▶ What you have to do
Reproduce the data below verbatim, leaving the pictures out of your answer.

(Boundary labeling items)
============
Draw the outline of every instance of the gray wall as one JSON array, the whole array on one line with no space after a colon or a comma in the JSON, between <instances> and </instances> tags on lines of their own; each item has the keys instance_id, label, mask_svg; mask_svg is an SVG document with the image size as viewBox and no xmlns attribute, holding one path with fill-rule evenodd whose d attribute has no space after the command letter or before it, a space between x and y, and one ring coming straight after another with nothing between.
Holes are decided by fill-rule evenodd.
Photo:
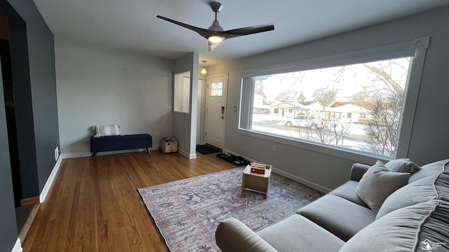
<instances>
[{"instance_id":1,"label":"gray wall","mask_svg":"<svg viewBox=\"0 0 449 252\"><path fill-rule=\"evenodd\" d=\"M0 59L1 63L1 59ZM0 76L1 76L0 68ZM3 80L0 78L0 104L4 104ZM17 240L13 181L9 162L9 146L5 106L0 106L0 251L11 251Z\"/></svg>"},{"instance_id":2,"label":"gray wall","mask_svg":"<svg viewBox=\"0 0 449 252\"><path fill-rule=\"evenodd\" d=\"M90 155L95 125L171 135L172 60L59 36L55 50L62 153Z\"/></svg>"},{"instance_id":3,"label":"gray wall","mask_svg":"<svg viewBox=\"0 0 449 252\"><path fill-rule=\"evenodd\" d=\"M173 113L173 136L178 141L180 150L193 158L196 158L199 57L198 52L192 52L177 59L174 69L175 74L190 71L190 113Z\"/></svg>"},{"instance_id":4,"label":"gray wall","mask_svg":"<svg viewBox=\"0 0 449 252\"><path fill-rule=\"evenodd\" d=\"M208 74L229 72L227 104L239 104L241 76L239 71L295 62L370 48L423 36L430 36L417 100L408 156L419 164L449 158L447 130L447 95L449 94L449 8L385 22L337 36L311 41L209 67ZM249 158L273 164L284 174L323 190L347 180L354 162L373 163L375 159L360 155L342 155L328 149L313 150L239 134L238 112L227 112L225 148ZM272 150L276 144L276 151ZM344 158L343 158L344 157ZM349 158L348 158L349 157Z\"/></svg>"},{"instance_id":5,"label":"gray wall","mask_svg":"<svg viewBox=\"0 0 449 252\"><path fill-rule=\"evenodd\" d=\"M29 131L32 127L28 126L27 130L29 132L26 137L23 137L25 135L24 130L20 130L18 127L18 130L20 130L18 132L20 163L25 162L26 160L31 160L32 162L32 164L28 164L29 167L25 168L32 176L22 178L22 181L26 178L32 184L36 178L36 174L38 176L38 188L24 188L23 197L30 197L39 195L43 188L55 163L55 148L59 146L53 36L32 0L8 1L27 23L30 85L26 87L22 83L22 88L24 90L29 88L31 97L25 99L31 99L32 104L31 108L29 104L26 104L27 108L23 108L27 116L24 120L24 123L18 118L18 125L29 125L30 119L32 118L34 130ZM15 77L13 76L13 78ZM32 109L31 115L29 114L30 109ZM29 151L22 152L20 145L27 146L26 148ZM36 170L37 172L32 170ZM27 181L24 182L22 187L27 184Z\"/></svg>"},{"instance_id":6,"label":"gray wall","mask_svg":"<svg viewBox=\"0 0 449 252\"><path fill-rule=\"evenodd\" d=\"M53 150L59 145L53 37L32 0L2 1L0 11L9 22L23 197L35 197L53 168ZM11 251L18 237L7 143L4 107L1 107L1 251Z\"/></svg>"}]
</instances>

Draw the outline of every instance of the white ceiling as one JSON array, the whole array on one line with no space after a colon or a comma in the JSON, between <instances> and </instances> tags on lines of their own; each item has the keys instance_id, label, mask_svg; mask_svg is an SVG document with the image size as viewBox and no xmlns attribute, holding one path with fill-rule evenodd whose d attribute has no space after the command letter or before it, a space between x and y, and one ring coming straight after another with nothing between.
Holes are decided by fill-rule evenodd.
<instances>
[{"instance_id":1,"label":"white ceiling","mask_svg":"<svg viewBox=\"0 0 449 252\"><path fill-rule=\"evenodd\" d=\"M208 51L208 0L34 0L55 36L167 59L199 52L206 66L449 5L449 0L221 0L225 29L274 24L274 31L226 40ZM202 63L201 64L202 65Z\"/></svg>"}]
</instances>

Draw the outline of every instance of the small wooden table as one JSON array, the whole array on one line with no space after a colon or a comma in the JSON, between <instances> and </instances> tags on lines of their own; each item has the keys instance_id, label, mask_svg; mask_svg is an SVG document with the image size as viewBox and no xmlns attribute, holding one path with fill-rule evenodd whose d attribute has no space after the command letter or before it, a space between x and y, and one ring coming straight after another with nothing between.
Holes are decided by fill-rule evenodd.
<instances>
[{"instance_id":1,"label":"small wooden table","mask_svg":"<svg viewBox=\"0 0 449 252\"><path fill-rule=\"evenodd\" d=\"M250 166L247 166L243 170L241 182L242 193L246 189L255 190L264 193L265 195L264 198L267 199L268 190L269 190L269 178L271 175L271 169L266 169L264 174L259 174L251 173Z\"/></svg>"}]
</instances>

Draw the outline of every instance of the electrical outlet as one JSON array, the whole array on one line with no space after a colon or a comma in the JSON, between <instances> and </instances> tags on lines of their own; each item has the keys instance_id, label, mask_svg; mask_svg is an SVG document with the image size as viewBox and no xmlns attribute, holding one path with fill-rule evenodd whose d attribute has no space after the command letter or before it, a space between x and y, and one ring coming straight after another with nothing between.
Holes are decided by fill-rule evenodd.
<instances>
[{"instance_id":1,"label":"electrical outlet","mask_svg":"<svg viewBox=\"0 0 449 252\"><path fill-rule=\"evenodd\" d=\"M59 147L56 146L55 148L55 161L58 161L58 158L59 158Z\"/></svg>"}]
</instances>

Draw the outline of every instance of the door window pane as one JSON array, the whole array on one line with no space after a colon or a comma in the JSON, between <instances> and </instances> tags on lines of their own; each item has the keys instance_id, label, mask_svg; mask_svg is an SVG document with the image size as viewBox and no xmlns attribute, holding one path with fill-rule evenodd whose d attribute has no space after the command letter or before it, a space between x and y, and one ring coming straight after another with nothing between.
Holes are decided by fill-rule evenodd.
<instances>
[{"instance_id":1,"label":"door window pane","mask_svg":"<svg viewBox=\"0 0 449 252\"><path fill-rule=\"evenodd\" d=\"M210 96L223 96L223 83L212 83L210 84Z\"/></svg>"}]
</instances>

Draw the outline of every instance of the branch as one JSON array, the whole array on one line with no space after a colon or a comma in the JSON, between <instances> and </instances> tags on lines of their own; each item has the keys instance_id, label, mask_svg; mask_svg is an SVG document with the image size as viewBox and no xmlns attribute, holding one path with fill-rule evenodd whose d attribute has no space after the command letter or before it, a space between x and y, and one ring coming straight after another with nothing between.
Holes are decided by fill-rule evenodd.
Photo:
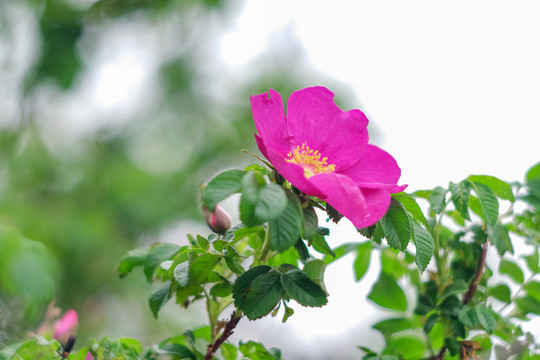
============
▶ The reply
Draw the outline of every instance of the gray wall as one JSON array, the whole array on one line with no space after a colon or a comma in the JSON, between <instances> and </instances> tags on lines of their own; each item has the keys instance_id, label, mask_svg; mask_svg is an SVG document with the image size as viewBox and no xmlns attribute, holding one path with fill-rule evenodd whose d attribute has no space after the command letter or before it, a space between x and y, and one ring coming straight after another with nothing between.
Holes are decided by fill-rule evenodd.
Photo:
<instances>
[{"instance_id":1,"label":"gray wall","mask_svg":"<svg viewBox=\"0 0 449 252\"><path fill-rule=\"evenodd\" d=\"M0 59L1 63L1 59ZM0 76L1 76L0 68ZM3 80L0 78L0 104L4 104ZM17 240L13 181L9 162L9 146L5 106L0 106L0 251L11 251Z\"/></svg>"},{"instance_id":2,"label":"gray wall","mask_svg":"<svg viewBox=\"0 0 449 252\"><path fill-rule=\"evenodd\" d=\"M90 155L95 125L171 135L172 60L59 36L55 50L62 153Z\"/></svg>"},{"instance_id":3,"label":"gray wall","mask_svg":"<svg viewBox=\"0 0 449 252\"><path fill-rule=\"evenodd\" d=\"M173 113L173 136L178 141L180 150L193 158L196 158L199 57L198 52L192 52L177 59L174 69L175 74L190 71L190 113Z\"/></svg>"},{"instance_id":4,"label":"gray wall","mask_svg":"<svg viewBox=\"0 0 449 252\"><path fill-rule=\"evenodd\" d=\"M208 74L229 72L227 104L239 104L241 76L239 71L295 62L370 48L423 36L430 36L417 100L408 156L419 164L449 158L447 130L447 95L449 94L449 8L385 22L337 36L311 41L209 67ZM249 158L273 164L284 174L323 190L347 180L354 162L373 163L375 159L360 155L342 155L328 149L313 150L239 134L238 112L227 112L225 148ZM272 150L276 144L276 151ZM344 158L343 158L344 157ZM349 158L348 158L349 157Z\"/></svg>"},{"instance_id":5,"label":"gray wall","mask_svg":"<svg viewBox=\"0 0 449 252\"><path fill-rule=\"evenodd\" d=\"M29 131L32 127L28 126L27 130L29 132L26 137L23 137L25 135L24 130L20 130L18 127L18 130L20 130L18 132L20 163L25 162L26 160L31 160L32 162L32 164L28 164L29 167L25 168L32 176L22 178L22 181L26 178L32 184L36 178L36 174L38 176L38 188L24 188L23 197L30 197L39 195L43 188L55 163L55 148L59 146L53 36L32 0L8 1L27 23L30 85L26 87L22 83L22 88L24 90L29 88L31 97L25 99L31 99L32 104L31 108L29 104L26 104L27 108L23 108L27 116L24 120L24 123L18 118L18 125L29 125L30 119L32 118L34 130ZM15 77L13 76L13 78ZM32 109L31 115L29 114L30 109ZM29 151L22 152L20 145L27 146L26 148ZM36 170L37 172L32 170ZM27 181L24 182L22 187L27 184Z\"/></svg>"},{"instance_id":6,"label":"gray wall","mask_svg":"<svg viewBox=\"0 0 449 252\"><path fill-rule=\"evenodd\" d=\"M53 150L59 145L53 37L32 0L2 1L0 11L9 22L23 197L35 197L53 168ZM11 251L18 237L7 143L4 107L1 107L1 251Z\"/></svg>"}]
</instances>

Draw the outline of every instance of the white ceiling as one JSON array, the whole array on one line with no space after a colon or a comma in the JSON, between <instances> and </instances> tags on lines of their own; each item has the keys instance_id, label, mask_svg; mask_svg is an SVG document with the image size as viewBox and no xmlns attribute, holding one path with fill-rule evenodd whose d attribute has no space after the command letter or before it, a space between x and y, and one ring coming straight after another with nothing between.
Holes are decided by fill-rule evenodd.
<instances>
[{"instance_id":1,"label":"white ceiling","mask_svg":"<svg viewBox=\"0 0 449 252\"><path fill-rule=\"evenodd\" d=\"M208 51L208 0L34 0L55 36L167 59L199 52L206 66L449 5L449 0L221 0L225 29L274 24L274 31L226 40ZM202 63L201 64L202 65Z\"/></svg>"}]
</instances>

Draw the outline of every instance of the small wooden table as one JSON array, the whole array on one line with no space after a colon or a comma in the JSON, between <instances> and </instances> tags on lines of their own; each item has the keys instance_id, label, mask_svg; mask_svg is an SVG document with the image size as viewBox and no xmlns attribute, holding one path with fill-rule evenodd whose d attribute has no space after the command letter or before it, a space between x and y, and one ring coming straight after another with nothing between.
Holes are decided by fill-rule evenodd.
<instances>
[{"instance_id":1,"label":"small wooden table","mask_svg":"<svg viewBox=\"0 0 449 252\"><path fill-rule=\"evenodd\" d=\"M250 166L247 166L243 170L241 182L242 193L246 189L255 190L264 193L265 195L264 198L267 199L268 190L269 190L269 178L271 175L271 169L266 169L264 174L259 174L251 173Z\"/></svg>"}]
</instances>

Draw the outline of every instance of the electrical outlet as one JSON array, the whole array on one line with no space after a colon or a comma in the JSON, between <instances> and </instances> tags on lines of their own; each item has the keys instance_id, label, mask_svg; mask_svg is an SVG document with the image size as viewBox and no xmlns attribute, holding one path with fill-rule evenodd whose d attribute has no space after the command letter or before it, a space between x and y, and one ring coming straight after another with nothing between.
Holes are decided by fill-rule evenodd.
<instances>
[{"instance_id":1,"label":"electrical outlet","mask_svg":"<svg viewBox=\"0 0 449 252\"><path fill-rule=\"evenodd\" d=\"M59 147L56 146L55 148L55 161L58 161L58 158L59 158Z\"/></svg>"}]
</instances>

Draw the outline of every instance of the door window pane as one JSON array, the whole array on one line with no space after a colon or a comma in the JSON, between <instances> and </instances> tags on lines of their own; each item has the keys instance_id, label, mask_svg; mask_svg is an SVG document with the image size as viewBox and no xmlns attribute, holding one path with fill-rule evenodd whose d attribute has no space after the command letter or before it, a space between x and y, and one ring coming straight after another with nothing between.
Holes are decided by fill-rule evenodd.
<instances>
[{"instance_id":1,"label":"door window pane","mask_svg":"<svg viewBox=\"0 0 449 252\"><path fill-rule=\"evenodd\" d=\"M210 96L223 96L223 83L212 83L210 84Z\"/></svg>"}]
</instances>

Draw the outline of every instance of the branch as one JSON array, the whole array on one line with no space after a colon or a comma in the JSON, between <instances> and </instances> tags on lines of their own; each item has the keys instance_id, label, mask_svg; mask_svg is an SVG document with the image size as viewBox and no xmlns attribute, holding one path with fill-rule evenodd whose d attribute has no space after the command letter or before it, a space between x and y, and one ring coming straight after another with nothing between.
Holes are decided by fill-rule evenodd.
Photo:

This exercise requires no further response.